- Compiti assegnati -
(1) Indica se ciascuna affermazione concorda con il testo su Angelo Simonetti, rispondendo sì o no e citando esattamente le parole decisive del testo: (a) Simonetti fu vescovo di Pescia fino al 1950; (b) Simonetti si oppose soltanto alle armi nucleari degli Stati Uniti; (c) l'Italia entrò nella Nato nel 1950.
(2) Riproduci fedelmente la parte del testo su Angelo Simonetti che comincia con le parole contenenti "Soltanto chi ha" e termina con "la propria perplessità.".
(3) Prosegui il testo su Angelo Simonetti a partire dal punto in cui si ferma.

- Estratto del testo -
================================

Soltanto chi ha provato in prima persona le distruzioni della guerra può desiderare ardentemente un futuro di pace. Questa era in estrema sintesi l'opinione di Angelo Simonetti, vescovo di Pescia dal 1908 al 1950, anno della sua morte. Quando, nel 1949, l'Italia fece il suo ingresso nella Nato, l'organizzazione militare strumento dell'egemonia americana, l'anziano prelato non riuscì a nascondere la propria perplessità.

 

Perplessità che sfociò in aperta condanna quando, nel 1950, gli Stati Uniti resero pubblico il loro piano di riarmo nucleare. Simonetti aveva ben capito che un tale atteggiamento avrebbe provocato un'incontrollabile proliferazione di armi atomiche, con il rischio concreto che alla prima occasione propizia ad uno dei contendenti venisse voglia di usarle. Le rovine di Hiroschima e di Nagasaki erano ancora fumanti, e nei pochi teatri di prosa appena ricostruiti o scampati alle bombe, si aveva pudore a rappresentare l'opera pucciniana Madame Butterfly, ambientata appunto nella Nagasaky di fine Ottocento. Con forza e vigore, dunque, in più di un'occasione pubblica, Simonetti, nella sua veste di Vescovo di Pescia, condannò questa folle corsa verso quella che poteva diventare una catastrofe terribile. Si schierò con tutte le sue forze contro le armi nucleari, fossero queste made in Usa oppure in Urss. Questa presa di posizione fortemente pacifista fece scalpore in un'Italia beghina appiattita, dopo il 18 aprile del 1948, sulle posizioni della Democrazia Cristiana.

================================

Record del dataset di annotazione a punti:
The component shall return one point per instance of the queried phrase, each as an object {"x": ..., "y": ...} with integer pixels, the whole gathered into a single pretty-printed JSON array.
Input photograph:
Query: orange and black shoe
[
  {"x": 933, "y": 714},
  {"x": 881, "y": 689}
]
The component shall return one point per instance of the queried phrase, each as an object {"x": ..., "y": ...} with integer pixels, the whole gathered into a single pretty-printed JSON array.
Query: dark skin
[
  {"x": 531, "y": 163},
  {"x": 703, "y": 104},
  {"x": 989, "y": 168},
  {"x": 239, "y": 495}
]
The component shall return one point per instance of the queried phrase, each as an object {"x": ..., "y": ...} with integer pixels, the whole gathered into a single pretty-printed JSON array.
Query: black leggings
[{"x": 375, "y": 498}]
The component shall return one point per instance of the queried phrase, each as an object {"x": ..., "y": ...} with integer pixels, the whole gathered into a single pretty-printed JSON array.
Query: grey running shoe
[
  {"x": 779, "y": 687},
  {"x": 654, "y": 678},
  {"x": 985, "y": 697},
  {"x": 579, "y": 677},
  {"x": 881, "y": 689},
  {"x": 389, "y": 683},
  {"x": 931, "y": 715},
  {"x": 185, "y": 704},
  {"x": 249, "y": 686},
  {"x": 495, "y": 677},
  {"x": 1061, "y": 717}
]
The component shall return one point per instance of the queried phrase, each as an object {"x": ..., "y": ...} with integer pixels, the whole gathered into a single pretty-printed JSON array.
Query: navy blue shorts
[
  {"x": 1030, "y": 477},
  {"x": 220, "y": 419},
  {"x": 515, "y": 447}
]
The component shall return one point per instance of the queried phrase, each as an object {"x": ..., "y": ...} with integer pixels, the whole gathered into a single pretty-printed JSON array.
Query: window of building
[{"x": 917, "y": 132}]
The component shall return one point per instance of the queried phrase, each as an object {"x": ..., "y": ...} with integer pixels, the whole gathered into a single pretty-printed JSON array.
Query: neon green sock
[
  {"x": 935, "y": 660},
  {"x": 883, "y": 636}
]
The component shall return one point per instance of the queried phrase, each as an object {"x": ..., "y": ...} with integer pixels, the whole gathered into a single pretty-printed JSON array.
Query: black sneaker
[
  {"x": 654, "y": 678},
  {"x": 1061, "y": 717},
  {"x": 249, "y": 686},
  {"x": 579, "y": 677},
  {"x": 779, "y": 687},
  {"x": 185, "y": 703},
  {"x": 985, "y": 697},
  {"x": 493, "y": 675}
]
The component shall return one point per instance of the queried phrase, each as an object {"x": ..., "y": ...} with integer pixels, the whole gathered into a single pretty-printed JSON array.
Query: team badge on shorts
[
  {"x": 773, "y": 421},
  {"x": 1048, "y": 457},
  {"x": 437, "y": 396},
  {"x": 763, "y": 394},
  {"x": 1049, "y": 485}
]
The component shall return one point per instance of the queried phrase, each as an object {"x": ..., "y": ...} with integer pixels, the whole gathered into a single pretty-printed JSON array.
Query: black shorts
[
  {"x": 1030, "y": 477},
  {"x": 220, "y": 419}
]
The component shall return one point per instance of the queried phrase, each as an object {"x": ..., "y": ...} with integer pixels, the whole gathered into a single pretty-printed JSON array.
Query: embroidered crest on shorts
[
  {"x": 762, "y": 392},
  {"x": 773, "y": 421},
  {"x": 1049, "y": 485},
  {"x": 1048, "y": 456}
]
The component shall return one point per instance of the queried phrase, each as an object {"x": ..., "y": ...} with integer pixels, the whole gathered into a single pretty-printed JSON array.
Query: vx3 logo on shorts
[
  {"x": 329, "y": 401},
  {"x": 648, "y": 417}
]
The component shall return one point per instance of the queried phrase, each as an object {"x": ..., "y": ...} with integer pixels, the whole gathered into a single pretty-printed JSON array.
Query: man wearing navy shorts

================================

- Risposte ai compiti -
(1)
(a) Sì: "vescovo di Pescia dal 1908 al 1950, anno della sua morte".
(b) No: "fossero queste made in Usa oppure in Urss".
(c) No: "nel 1949, l'Italia fece il suo ingresso nella Nato".

(2)
Soltanto chi ha provato in prima persona le distruzioni della guerra può desiderare ardentemente un futuro di pace. Questa era in estrema sintesi l'opinione di Angelo Simonetti, vescovo di Pescia dal 1908 al 1950, anno della sua morte. Quando, nel 1949, l'Italia fece il suo ingresso nella Nato, l'organizzazione militare strumento dell'egemonia americana, l'anziano prelato non riuscì a nascondere la propria perplessità.

(3)
 

La Dc faceva infatti dell'Atlantismo e dell'anticomunismo la sua arma vincente e trovarsi nel campo cattolico addirittura un vescovo pacifista, poco poteva rassicurarla. Gli strali di Simonetti contro le armi atomiche divennero in un battibaleno un caso nazionale. I telegiornali, i principali quotidiani ed agenzie di stampa corsero a Pescia per intervistare l'anziano sacerdote. L'Unità, organo del Partito Comunista Italiano, dedicò al caso del vescovo di Pescia pagine e pagine di interventi. Con le sue parole, Simonetti aveva fatto capire che il mondo cattolico non era un monolite al servizio del potere costituito, ma che al suo interno esistevano ancora spazi di confronto e criticità. Del resto Simonetti era stato molto vicino alle posizioni di Dossetti, nonché suo amico personale. 

 

E queste posizioni comuni in fatto di pacifismo e di dottrina sociali della Chiesa saranno poi le stesse che, pochi anni dopo, troveremo nell'operato del sindaco di Firenze Giorgio La Pira. Questo trait-d-union fra Dossetti, Simonetti e La Pira è evidente anche nella passione per la politica che ha accumunato questi tre personaggi. Simonetti, nel suo paese natale di Firenzuola, fu più volte consigliere comunale, assessore e persino vicesindaco. Lasciò la politica attiva soltanto quando gli venne assegnata la prima parrocchia nel comune di Montespertoli, nelle campagne fiorentine. Nato nel 1861, anno dell'Italia Unita, Simonetti studiò nel seminario sacerdotale del suo paese, arroccato nelle montagne fra Toscana ed Emilia. Subito considerato un enfant.prodige, non ebbe difficoltà a scalare i gradini della considerazione dei suoi diretti superiori.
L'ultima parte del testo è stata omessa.